Traduit de l’anglais par EDB () • Langue originale : anglais |
Le président chinois Xi Jinping a qualifié d’« historiques » toutes les décisions majeures prises lors du 15e sommet des BRICS en Afrique du Sud. On pourrait même considérer cela comme un euphémisme.
Il faudra du temps pour que le Sud global, ou la Majorité globale, ou le « Globe global »1 (copyright président Lukashenko), sans parler de l’Occident collectif stupéfait, saisissent pleinement la portée énorme des nouveaux enjeux stratégiques.
Le président Poutine, pour sa part, a qualifié les négociations sur l’expansion des BRICS de très difficiles. On commence à avoir une idée relativement précise de ce qui s’est réellement passé à cette table, à Johannesburg.
L’Inde voulait trois nouveaux membres. La Chine en voulait jusqu’à 10. Un compromis a finalement été trouvé, avec 6 membres : l’Égypte, l’Iran, l’Arabie saoudite, les Émirats arabes unis (EAU), l’Argentine et l’Éthiopie.
À partir de maintenant, il s’agit donc des BRICS 11 (Brésil, Russie, Inde, Chine, Afrique du Sud + les 6 nouveaux membres). Et ce n’est que le début. À compter de la présidence russe tournante des BRICS, le 1er janvier 2024, d’autres partenaires seront progressivement inclus et, très certainement, une nouvelle série de membres à part entière sera annoncée lors du sommet des BRICS 11 qui se tiendra à Kazan en octobre de l’année prochaine.
Nous pourrions donc bientôt atteindre les BRICS 20 — sur la voie des BRICS 40. Le G7, concrètement, glisse vers les oubliettes.
Mais, commençons par le commencement. À la table fatidique de Johannesburg, la Russie a soutenu l’Égypte. La Chine a tout misé sur la magie du golfe Persique : l’Iran, les Émirats arabes unis et les Saoudiens. Cela va de soi : l’Iran et la Chine sont déjà engagés dans un partenariat stratégique et Riyad accepte déjà de payer l’énergie en yuans.

··········

Consigne écrite
Recopiez sans rien changer le passage du texte sur le sommet des BRICS qui commence aux mots « Il faudra du » et s'arrête après « l’Argentine et l’Éthiopie. ».

··········

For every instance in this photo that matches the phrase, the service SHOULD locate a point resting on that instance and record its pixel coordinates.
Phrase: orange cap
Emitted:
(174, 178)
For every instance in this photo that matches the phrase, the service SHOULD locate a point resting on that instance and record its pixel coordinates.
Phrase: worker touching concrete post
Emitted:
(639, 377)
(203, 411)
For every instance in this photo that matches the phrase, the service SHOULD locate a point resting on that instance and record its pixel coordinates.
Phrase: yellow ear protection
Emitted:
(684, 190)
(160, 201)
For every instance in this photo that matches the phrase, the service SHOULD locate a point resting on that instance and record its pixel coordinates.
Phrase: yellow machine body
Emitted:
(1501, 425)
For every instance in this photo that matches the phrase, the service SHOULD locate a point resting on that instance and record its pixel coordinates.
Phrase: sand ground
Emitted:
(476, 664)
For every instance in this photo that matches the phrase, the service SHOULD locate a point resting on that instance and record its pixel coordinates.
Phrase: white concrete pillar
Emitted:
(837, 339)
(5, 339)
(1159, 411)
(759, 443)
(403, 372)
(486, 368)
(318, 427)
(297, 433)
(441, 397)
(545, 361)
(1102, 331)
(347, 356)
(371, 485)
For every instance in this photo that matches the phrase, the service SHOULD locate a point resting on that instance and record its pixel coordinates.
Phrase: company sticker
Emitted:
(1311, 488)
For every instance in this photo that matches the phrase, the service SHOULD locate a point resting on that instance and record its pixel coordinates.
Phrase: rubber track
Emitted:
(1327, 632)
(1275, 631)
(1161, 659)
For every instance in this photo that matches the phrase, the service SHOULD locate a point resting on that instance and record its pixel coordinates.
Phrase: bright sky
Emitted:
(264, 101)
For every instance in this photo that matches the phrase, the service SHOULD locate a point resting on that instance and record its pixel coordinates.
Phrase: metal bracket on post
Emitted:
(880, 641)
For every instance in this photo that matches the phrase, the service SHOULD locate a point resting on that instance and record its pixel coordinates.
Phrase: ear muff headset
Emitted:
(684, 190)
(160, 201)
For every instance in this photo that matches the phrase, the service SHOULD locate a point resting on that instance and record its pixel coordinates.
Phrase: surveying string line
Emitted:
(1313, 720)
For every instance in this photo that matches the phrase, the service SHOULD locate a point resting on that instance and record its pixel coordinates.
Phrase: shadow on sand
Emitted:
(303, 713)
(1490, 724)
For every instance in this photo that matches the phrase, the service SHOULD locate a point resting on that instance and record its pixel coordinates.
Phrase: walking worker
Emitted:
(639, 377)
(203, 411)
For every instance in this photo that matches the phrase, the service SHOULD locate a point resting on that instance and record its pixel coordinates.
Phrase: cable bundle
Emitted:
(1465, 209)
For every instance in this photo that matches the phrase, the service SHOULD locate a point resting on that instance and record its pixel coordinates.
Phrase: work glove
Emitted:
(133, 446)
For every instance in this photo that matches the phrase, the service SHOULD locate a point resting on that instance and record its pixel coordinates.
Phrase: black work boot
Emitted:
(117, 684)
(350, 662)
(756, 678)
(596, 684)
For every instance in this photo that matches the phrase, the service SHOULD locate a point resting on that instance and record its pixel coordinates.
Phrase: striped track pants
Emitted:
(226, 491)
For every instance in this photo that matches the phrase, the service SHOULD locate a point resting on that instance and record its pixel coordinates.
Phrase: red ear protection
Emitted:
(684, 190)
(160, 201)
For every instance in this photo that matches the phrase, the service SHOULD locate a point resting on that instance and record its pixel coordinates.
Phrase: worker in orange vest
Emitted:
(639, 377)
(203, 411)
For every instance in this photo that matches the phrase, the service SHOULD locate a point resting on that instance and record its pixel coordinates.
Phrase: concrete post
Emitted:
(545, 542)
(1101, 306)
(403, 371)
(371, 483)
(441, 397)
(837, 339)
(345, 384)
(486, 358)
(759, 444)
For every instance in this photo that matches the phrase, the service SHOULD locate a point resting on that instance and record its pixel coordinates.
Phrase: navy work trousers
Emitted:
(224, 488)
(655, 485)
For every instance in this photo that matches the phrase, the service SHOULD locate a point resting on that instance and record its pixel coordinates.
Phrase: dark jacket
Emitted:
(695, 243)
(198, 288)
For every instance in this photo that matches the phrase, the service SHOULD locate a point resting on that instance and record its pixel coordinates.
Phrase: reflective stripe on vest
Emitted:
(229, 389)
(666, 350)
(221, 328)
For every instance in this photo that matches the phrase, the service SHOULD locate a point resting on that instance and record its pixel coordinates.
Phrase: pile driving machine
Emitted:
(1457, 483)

··········

Réponse
Il faudra du temps pour que le Sud global, ou la Majorité globale, ou le « Globe global »1 (copyright président Lukashenko), sans parler de l’Occident collectif stupéfait, saisissent pleinement la portée énorme des nouveaux enjeux stratégiques.
Le président Poutine, pour sa part, a qualifié les négociations sur l’expansion des BRICS de très difficiles. On commence à avoir une idée relativement précise de ce qui s’est réellement passé à cette table, à Johannesburg.
L’Inde voulait trois nouveaux membres. La Chine en voulait jusqu’à 10. Un compromis a finalement été trouvé, avec 6 membres : l’Égypte, l’Iran, l’Arabie saoudite, les Émirats arabes unis (EAU), l’Argentine et l’Éthiopie.